* [DESCRIPTION OF THE TASK] Establish how many lines in the material below include the word "Every", then give the count alone.

* [MATERIAL SUPPLIED]
* * *

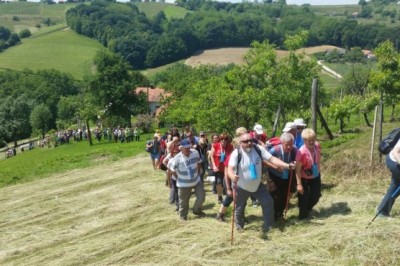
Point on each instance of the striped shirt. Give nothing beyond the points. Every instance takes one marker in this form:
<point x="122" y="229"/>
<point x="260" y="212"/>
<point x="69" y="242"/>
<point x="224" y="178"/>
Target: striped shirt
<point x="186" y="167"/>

* * *

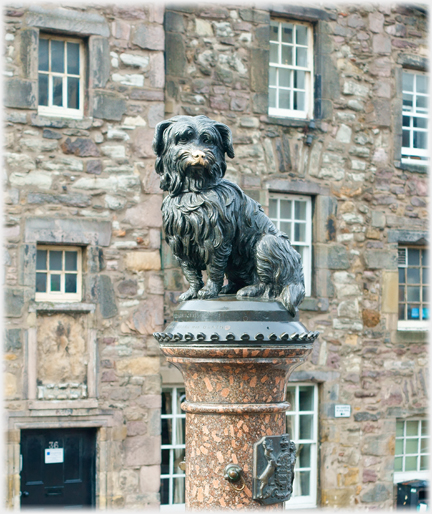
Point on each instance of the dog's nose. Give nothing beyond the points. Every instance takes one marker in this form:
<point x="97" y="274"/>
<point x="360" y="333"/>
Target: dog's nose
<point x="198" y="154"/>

* * *

* [ANSWER FOR THE TASK] 2